--- start of Data excerpts ---

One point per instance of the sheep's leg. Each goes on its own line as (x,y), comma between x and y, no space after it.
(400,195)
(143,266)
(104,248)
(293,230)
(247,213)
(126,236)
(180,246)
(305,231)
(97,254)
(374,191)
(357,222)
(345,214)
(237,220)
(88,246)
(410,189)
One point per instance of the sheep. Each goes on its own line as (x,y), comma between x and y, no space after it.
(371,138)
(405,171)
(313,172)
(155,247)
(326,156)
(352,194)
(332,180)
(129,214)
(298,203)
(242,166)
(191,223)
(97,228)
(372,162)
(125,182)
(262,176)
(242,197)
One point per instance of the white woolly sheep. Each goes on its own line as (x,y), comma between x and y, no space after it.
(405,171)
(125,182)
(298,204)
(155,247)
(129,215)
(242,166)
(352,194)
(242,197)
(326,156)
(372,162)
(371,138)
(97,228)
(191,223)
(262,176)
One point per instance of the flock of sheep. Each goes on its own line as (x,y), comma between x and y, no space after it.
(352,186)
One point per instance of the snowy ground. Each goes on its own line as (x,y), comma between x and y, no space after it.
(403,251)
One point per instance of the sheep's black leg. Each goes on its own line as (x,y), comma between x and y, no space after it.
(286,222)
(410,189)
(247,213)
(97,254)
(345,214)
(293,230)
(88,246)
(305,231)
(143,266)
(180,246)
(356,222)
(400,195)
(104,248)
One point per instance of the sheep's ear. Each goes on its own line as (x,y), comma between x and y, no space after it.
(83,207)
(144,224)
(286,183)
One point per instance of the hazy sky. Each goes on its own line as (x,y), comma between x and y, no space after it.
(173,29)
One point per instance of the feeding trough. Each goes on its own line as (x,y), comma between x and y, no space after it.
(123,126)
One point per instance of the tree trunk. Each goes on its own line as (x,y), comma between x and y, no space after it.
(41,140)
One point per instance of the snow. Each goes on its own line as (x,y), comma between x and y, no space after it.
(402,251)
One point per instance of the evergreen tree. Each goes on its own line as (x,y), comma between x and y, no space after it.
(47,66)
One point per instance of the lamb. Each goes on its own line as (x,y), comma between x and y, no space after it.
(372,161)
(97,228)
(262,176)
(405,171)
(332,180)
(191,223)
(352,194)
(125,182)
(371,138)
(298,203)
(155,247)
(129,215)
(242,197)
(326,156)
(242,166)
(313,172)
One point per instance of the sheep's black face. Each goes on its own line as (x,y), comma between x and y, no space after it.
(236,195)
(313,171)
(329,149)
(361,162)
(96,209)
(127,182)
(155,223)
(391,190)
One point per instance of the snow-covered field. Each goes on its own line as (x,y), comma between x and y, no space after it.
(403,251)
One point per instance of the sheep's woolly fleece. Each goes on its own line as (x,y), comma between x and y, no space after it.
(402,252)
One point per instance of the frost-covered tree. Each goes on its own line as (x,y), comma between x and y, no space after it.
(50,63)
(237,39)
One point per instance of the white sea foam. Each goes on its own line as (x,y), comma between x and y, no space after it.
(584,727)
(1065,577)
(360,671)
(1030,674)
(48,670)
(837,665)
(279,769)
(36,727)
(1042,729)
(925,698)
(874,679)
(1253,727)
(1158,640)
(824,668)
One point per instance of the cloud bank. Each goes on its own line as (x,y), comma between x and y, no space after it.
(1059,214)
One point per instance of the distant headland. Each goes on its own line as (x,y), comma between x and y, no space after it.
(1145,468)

--- end of Data excerpts ---

Short problem: Extract every line above exactly as it stands.

Task response:
One point per instance of the sheep's leg. Each goes on its own line as (x,y), comma between x and y, no space after it.
(400,195)
(143,266)
(104,248)
(293,230)
(247,213)
(126,236)
(180,246)
(305,231)
(97,254)
(374,191)
(357,222)
(345,214)
(237,220)
(88,246)
(410,189)
One point per instance of the sheep. Each goes on its own line as (x,y), comma between x and y, no space after it.
(371,138)
(405,171)
(313,172)
(155,247)
(326,156)
(352,194)
(332,180)
(129,214)
(298,203)
(242,166)
(191,223)
(97,228)
(372,162)
(125,182)
(262,176)
(242,197)
One point per instance of the white woolly sheep. Each goes on its own line as (x,y), comma between x and y, no space after it.
(405,171)
(125,182)
(298,204)
(155,247)
(129,215)
(242,166)
(352,194)
(242,197)
(326,156)
(372,162)
(371,138)
(97,228)
(191,223)
(262,176)
One point per instance of the flock of sheep. Each goes on its own line as (x,y), comma between x and y, no space after it.
(352,186)
One point per instance of the snowy ground. Each goes on its own line as (x,y), comma between x and y, no space after it.
(403,251)
One point per instance of the sheep's black leg. Each goes on its own line as (x,y), comma between x and y, no space after it.
(286,222)
(410,189)
(247,213)
(97,254)
(345,214)
(293,230)
(88,246)
(305,231)
(143,266)
(180,246)
(356,222)
(400,195)
(104,248)
One point per instance of the sheep's ear. Each goes on its own line as (x,y), comma between x and y, no space after it.
(83,207)
(144,224)
(286,183)
One point per instance of the hazy sky. Each goes on its own line as (x,y), comma between x and y, no space after it.
(173,29)
One point per instance of the feeding trough. Each goes on its own line as (x,y), comma between x and y, no space after it.
(123,126)
One point per instance of the tree trunk. Each goes on its own line as (x,y), comma between x and y, no space after it.
(41,140)
One point per instance of the snow. Each goes on its own line as (x,y), comma between x and y, no space after it.
(402,251)
One point per instance of the evergreen tree. Each goes on its own line as (x,y), comma between x and y, no space after it.
(47,66)
One point per instance of the lamb. Each goes on its own line as (x,y), comma between x and y, no space after it.
(372,161)
(97,228)
(262,176)
(405,171)
(332,180)
(191,223)
(352,194)
(125,182)
(371,138)
(298,203)
(155,247)
(129,215)
(242,197)
(326,156)
(242,166)
(313,172)
One point per instance of the sheep's black face. Each goes on its own line as (x,y), comma between x and y, no space after it.
(236,195)
(313,171)
(329,149)
(361,162)
(96,209)
(127,182)
(155,223)
(391,190)
One point per instance of the snow-covered field. Each goes on its own line as (x,y), comma between x and y, no space after it.
(403,251)
One point per instance of the sheep's woolly fleece. Each goes on its own line as (x,y), comma between x and y, no space after it.
(402,252)
One point per instance of the frost-covered tree. Each goes on its own line as (x,y), comma between x and y, no space after it.
(50,63)
(237,39)
One point per instance of the white sea foam. Each goes on its own line as (x,y), comma between x and y, no space after it.
(584,727)
(1065,577)
(360,671)
(1030,674)
(48,670)
(837,665)
(279,769)
(36,727)
(1042,729)
(925,698)
(874,679)
(1253,727)
(1158,640)
(824,668)
One point per instance of the cloud bank. Each goes on its own line as (x,y), comma between x and y, no space after it.
(1059,214)
One point per instance of the distant headland. Each goes on its own line as (x,y), comma between x and y, no space after it.
(1145,468)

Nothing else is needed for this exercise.